[Pointing records]
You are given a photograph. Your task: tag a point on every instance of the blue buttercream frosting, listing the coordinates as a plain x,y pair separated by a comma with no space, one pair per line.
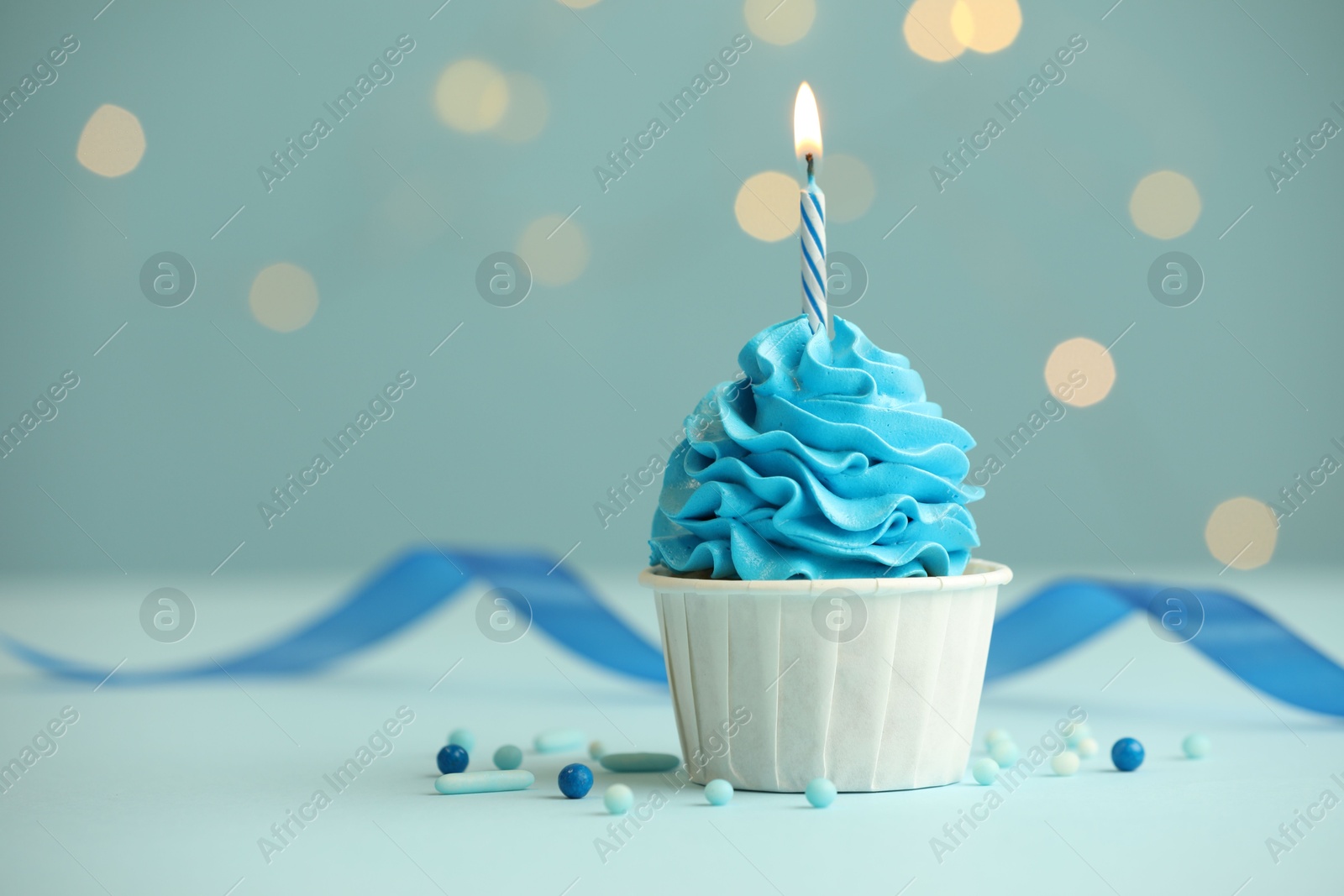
826,463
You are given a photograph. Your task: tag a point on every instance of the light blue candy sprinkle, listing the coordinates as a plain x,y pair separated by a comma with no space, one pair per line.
484,782
984,770
718,792
1079,731
638,761
508,757
820,793
1195,746
559,741
618,799
1005,752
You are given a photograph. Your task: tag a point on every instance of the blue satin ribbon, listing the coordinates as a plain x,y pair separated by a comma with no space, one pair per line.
1238,637
403,591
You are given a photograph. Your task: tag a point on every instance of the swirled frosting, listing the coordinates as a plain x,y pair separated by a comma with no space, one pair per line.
826,463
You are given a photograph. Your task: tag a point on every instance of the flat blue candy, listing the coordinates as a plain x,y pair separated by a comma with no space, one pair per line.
508,757
463,738
575,781
484,782
820,793
559,741
718,792
638,761
452,759
1128,754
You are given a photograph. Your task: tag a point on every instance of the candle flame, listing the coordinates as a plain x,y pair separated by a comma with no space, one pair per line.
806,125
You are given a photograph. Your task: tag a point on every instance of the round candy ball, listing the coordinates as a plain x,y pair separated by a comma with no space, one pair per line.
1128,754
617,799
719,792
1065,763
984,770
463,738
1005,752
820,793
452,759
575,781
508,757
1195,746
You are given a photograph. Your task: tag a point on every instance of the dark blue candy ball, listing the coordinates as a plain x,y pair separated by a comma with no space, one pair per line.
452,759
1128,754
575,781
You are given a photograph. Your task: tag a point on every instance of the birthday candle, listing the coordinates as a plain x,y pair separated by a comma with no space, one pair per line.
812,204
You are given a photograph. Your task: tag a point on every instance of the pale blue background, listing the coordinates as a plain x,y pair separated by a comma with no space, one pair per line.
172,438
163,452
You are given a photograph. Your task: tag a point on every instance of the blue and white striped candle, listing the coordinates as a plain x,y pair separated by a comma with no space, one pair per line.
812,206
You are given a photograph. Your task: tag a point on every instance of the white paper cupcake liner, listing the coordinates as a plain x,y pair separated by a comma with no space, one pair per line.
871,683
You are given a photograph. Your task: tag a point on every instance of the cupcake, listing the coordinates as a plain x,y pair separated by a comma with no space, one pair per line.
811,560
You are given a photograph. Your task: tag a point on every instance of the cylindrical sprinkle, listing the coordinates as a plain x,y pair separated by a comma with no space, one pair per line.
638,761
484,782
559,741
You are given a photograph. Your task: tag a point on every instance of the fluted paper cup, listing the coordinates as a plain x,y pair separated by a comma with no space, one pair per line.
871,683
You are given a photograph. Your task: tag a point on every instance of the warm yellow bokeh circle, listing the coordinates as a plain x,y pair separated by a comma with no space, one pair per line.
768,206
470,96
112,141
1164,204
1242,532
1079,372
987,26
780,22
929,33
554,249
282,297
942,29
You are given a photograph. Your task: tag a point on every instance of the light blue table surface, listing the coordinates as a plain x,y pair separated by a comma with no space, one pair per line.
168,789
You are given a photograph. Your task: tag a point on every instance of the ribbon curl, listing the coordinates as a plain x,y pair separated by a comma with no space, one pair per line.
1236,634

- Given task -
Turn all of the records above into a JSON list of strings, with one string for each line and blank lines skipped. Leave the pictures out.

- Finished task -
[
  "You are given a photograph. Your task: tag a point on every instance of the blue buttercream frosting, listing the coordinates as a plain x,y pair separated by a comma with no space, one pair per line.",
  "826,463",
  "You are given a photograph. Your task: tag a point on every instance of the light blue candy sprinkle, listing the coordinates as a plain x,y pair separated by a comma with no space, one pair per line.",
  "484,782",
  "984,770",
  "718,792",
  "1079,731",
  "638,761",
  "508,757",
  "820,793",
  "1195,746",
  "559,741",
  "618,799",
  "1005,752",
  "You are given a photograph. Your task: tag a point on every instance of the blue satin ribbon, listing the coordinates as a plain x,y pair separated by a comma with no space, one pair per line.",
  "1238,637",
  "403,591",
  "You are given a photograph. Your task: tag a point on every instance of the swirled frosting, listing the coordinates as a plain x,y pair separated by a comma with no space, one pair per line.",
  "826,463",
  "You are given a photograph. Your task: tag a point on every instance of the flat blue candy, listing the coordinates as a plain x,y pair separated by a comma with no space, one pair per line.",
  "508,757",
  "463,738",
  "575,781",
  "484,782",
  "820,793",
  "559,741",
  "718,792",
  "638,761",
  "452,759",
  "1128,754",
  "You are given a photograph. Your task: tag a point on every instance of the candle flame, listing the coordinates as a plain x,y pair separated by a comma with no space, one pair per line.",
  "806,125",
  "You are given a photograph. Your task: tag a point on every instance of the round candy ball, listing the coordinates as a plain x,y pair separated by a comma with no space, one pair per line.",
  "1128,754",
  "617,799",
  "719,792",
  "1065,763",
  "984,770",
  "463,738",
  "1005,752",
  "820,793",
  "452,759",
  "575,781",
  "508,757",
  "1195,746",
  "You are given a photograph. Your task: tag a point on every instance of the dark blue candy ball, listing the coordinates as a plain x,y pair separated by a comma with no space, one pair per line.",
  "452,759",
  "1128,754",
  "575,781",
  "You are given a photograph. Your task: tag a point on every instance of the birthday candle, listing the coordinates as a plain x,y pair separated by a comma with no space, one pair per line.",
  "812,204",
  "You are given a photograph. Your task: tag a point on every instance of the pale blue background, listing the coordinates as a plain x,y pair separated by a comma with no space, one pair per line.",
  "172,438",
  "163,452",
  "You are given a photograph. Your task: tag a point on every instance of the blue and white striped candle, listing the coordinates as a plain x,y pair separated by a comma with no space, one pair per line.",
  "812,206",
  "You are given a photograph. Your task: tag a point on every instance of the white paper cupcake liner, listing the coordinates as a plain x,y pair separated by a comma with no space, one pair per line.",
  "871,683",
  "You are given a photograph. Your task: tag a point on every instance of the cupcake, listing the coordinates as a plain x,y pair separated by a comma with no space, one pair per line.",
  "811,560",
  "You are given a photograph. Your task: tag a point on every instance of the cylindrical sprinkle, listing the coordinates as a plain x,y pair separated by a comma with no space, one pair per line.",
  "638,761",
  "484,782",
  "559,741",
  "You are given a photograph. Your task: tag a point on every instance of the fluted paper cup, listing the coordinates as a plain x,y pair separated by a comma with no space, one pair per line.",
  "871,683",
  "You are given a photograph. Your task: tag a point on every instance of the warm yellow bokeh circle, listing the coordinates as a plain x,y pair separated by a comma with no space, one pair per line.",
  "768,206",
  "470,96",
  "112,141",
  "1164,204",
  "1242,532",
  "1079,372",
  "987,26",
  "780,22",
  "929,33",
  "554,249",
  "282,297",
  "942,29",
  "You are given a photograph. Your task: tag a point on every instance of the light blue table surface, listing the coordinates as a plain x,y pair separated by a comma with no space, one pair per line.",
  "168,789",
  "You are given a photograph. Your task: tag a point on every instance of the ribbon curl, listing the coordinates as a plain x,y pair separated by a comma with no space, one pair per line.",
  "1236,634"
]